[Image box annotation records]

____________________

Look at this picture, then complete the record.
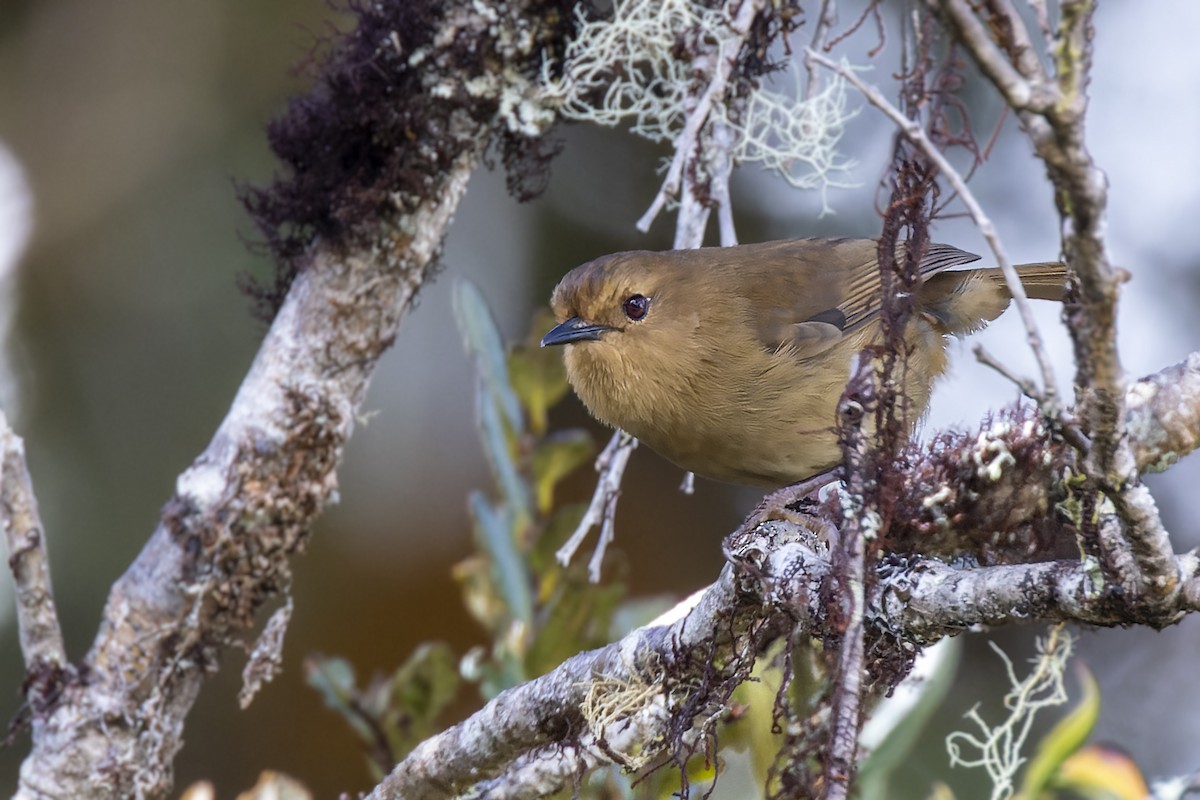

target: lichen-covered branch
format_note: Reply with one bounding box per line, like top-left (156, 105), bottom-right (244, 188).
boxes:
top-left (17, 0), bottom-right (560, 799)
top-left (0, 411), bottom-right (67, 714)
top-left (928, 0), bottom-right (1181, 614)
top-left (371, 354), bottom-right (1200, 800)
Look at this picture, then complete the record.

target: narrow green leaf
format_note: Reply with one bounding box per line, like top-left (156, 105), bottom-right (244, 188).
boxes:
top-left (1019, 663), bottom-right (1100, 800)
top-left (454, 278), bottom-right (524, 435)
top-left (469, 492), bottom-right (533, 625)
top-left (533, 428), bottom-right (595, 515)
top-left (509, 309), bottom-right (570, 437)
top-left (304, 655), bottom-right (374, 742)
top-left (858, 639), bottom-right (962, 800)
top-left (479, 390), bottom-right (532, 523)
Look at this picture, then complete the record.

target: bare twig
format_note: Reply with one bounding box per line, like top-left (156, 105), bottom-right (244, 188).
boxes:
top-left (0, 411), bottom-right (67, 684)
top-left (637, 0), bottom-right (766, 233)
top-left (554, 431), bottom-right (637, 583)
top-left (926, 0), bottom-right (1057, 113)
top-left (809, 50), bottom-right (1057, 413)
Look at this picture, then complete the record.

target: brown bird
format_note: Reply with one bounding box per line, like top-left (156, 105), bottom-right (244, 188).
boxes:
top-left (541, 239), bottom-right (1067, 487)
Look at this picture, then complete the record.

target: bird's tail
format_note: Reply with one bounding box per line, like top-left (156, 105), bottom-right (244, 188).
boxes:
top-left (979, 261), bottom-right (1067, 302)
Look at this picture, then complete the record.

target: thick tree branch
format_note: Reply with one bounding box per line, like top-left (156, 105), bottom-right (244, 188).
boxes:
top-left (371, 354), bottom-right (1200, 800)
top-left (17, 0), bottom-right (560, 799)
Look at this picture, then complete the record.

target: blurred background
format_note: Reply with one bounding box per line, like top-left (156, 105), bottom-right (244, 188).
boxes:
top-left (0, 0), bottom-right (1200, 796)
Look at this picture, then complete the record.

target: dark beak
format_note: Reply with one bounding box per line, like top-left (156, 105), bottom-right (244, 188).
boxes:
top-left (541, 317), bottom-right (613, 347)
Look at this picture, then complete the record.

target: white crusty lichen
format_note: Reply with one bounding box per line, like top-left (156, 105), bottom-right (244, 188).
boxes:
top-left (542, 0), bottom-right (856, 199)
top-left (970, 422), bottom-right (1016, 482)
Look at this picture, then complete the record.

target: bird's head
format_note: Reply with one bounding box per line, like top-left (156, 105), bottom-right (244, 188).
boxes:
top-left (541, 251), bottom-right (708, 432)
top-left (541, 252), bottom-right (677, 350)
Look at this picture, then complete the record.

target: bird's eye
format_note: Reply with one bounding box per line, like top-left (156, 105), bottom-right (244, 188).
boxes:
top-left (623, 294), bottom-right (650, 323)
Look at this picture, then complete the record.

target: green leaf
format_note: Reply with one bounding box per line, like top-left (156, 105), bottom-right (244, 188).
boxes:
top-left (526, 573), bottom-right (625, 675)
top-left (304, 655), bottom-right (374, 742)
top-left (479, 390), bottom-right (532, 525)
top-left (858, 639), bottom-right (962, 800)
top-left (454, 278), bottom-right (524, 435)
top-left (509, 309), bottom-right (570, 437)
top-left (1019, 663), bottom-right (1100, 800)
top-left (469, 492), bottom-right (533, 633)
top-left (384, 642), bottom-right (462, 759)
top-left (533, 428), bottom-right (596, 515)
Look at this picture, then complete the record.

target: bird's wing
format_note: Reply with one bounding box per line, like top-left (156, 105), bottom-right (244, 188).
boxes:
top-left (744, 239), bottom-right (979, 359)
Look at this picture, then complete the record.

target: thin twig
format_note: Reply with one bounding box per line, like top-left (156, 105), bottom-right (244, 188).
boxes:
top-left (974, 344), bottom-right (1042, 402)
top-left (925, 0), bottom-right (1058, 114)
top-left (554, 431), bottom-right (637, 583)
top-left (1028, 0), bottom-right (1055, 53)
top-left (809, 50), bottom-right (1057, 414)
top-left (0, 411), bottom-right (67, 675)
top-left (637, 0), bottom-right (766, 233)
top-left (804, 0), bottom-right (838, 97)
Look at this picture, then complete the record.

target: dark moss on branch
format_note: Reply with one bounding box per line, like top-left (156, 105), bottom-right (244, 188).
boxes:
top-left (239, 0), bottom-right (575, 318)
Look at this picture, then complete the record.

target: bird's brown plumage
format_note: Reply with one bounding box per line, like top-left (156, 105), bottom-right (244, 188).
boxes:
top-left (542, 239), bottom-right (1066, 487)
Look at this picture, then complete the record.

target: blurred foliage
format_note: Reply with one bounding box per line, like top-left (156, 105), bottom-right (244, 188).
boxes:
top-left (306, 281), bottom-right (628, 778)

____________________

Aim of the task → Give every line again, from the start of the rows down through the line containing "top-left (541, 239), bottom-right (1067, 487)", with each bounding-box coordinate in the answers multiplied by 0.4 and rounded to a whole number (halves round up). Keep the numbers in the format notes unchanged, and leave the pictures out.

Solution to this task →
Look at this picture, then complete the record.

target: lichen-covered branch
format_note: Reply with one bounding box per line, like top-left (156, 105), bottom-right (244, 188).
boxes:
top-left (7, 0), bottom-right (224, 320)
top-left (0, 164), bottom-right (27, 286)
top-left (371, 0), bottom-right (472, 246)
top-left (148, 142), bottom-right (480, 320)
Look at this picture, then complete the record.

target: narrow green leaf
format_note: Reply with one bounding box per line, like top-left (156, 105), bottom-right (244, 188).
boxes:
top-left (408, 265), bottom-right (440, 320)
top-left (182, 111), bottom-right (210, 174)
top-left (188, 197), bottom-right (213, 250)
top-left (213, 171), bottom-right (238, 206)
top-left (204, 124), bottom-right (228, 175)
top-left (122, 262), bottom-right (150, 297)
top-left (343, 256), bottom-right (385, 320)
top-left (192, 156), bottom-right (213, 209)
Look at this picture, then complete the record.

target: bare twig
format_note: Reply with one bounding box per line, like top-left (156, 105), bottom-right (244, 188).
boxes:
top-left (0, 164), bottom-right (27, 274)
top-left (255, 0), bottom-right (306, 93)
top-left (222, 172), bottom-right (255, 233)
top-left (370, 0), bottom-right (423, 45)
top-left (324, 20), bottom-right (423, 165)
Look at this picture, then complete the record.

target: brown bird
format_note: Reply with one bounding box per line, like top-left (156, 105), bottom-right (244, 188).
boxes:
top-left (216, 96), bottom-right (427, 195)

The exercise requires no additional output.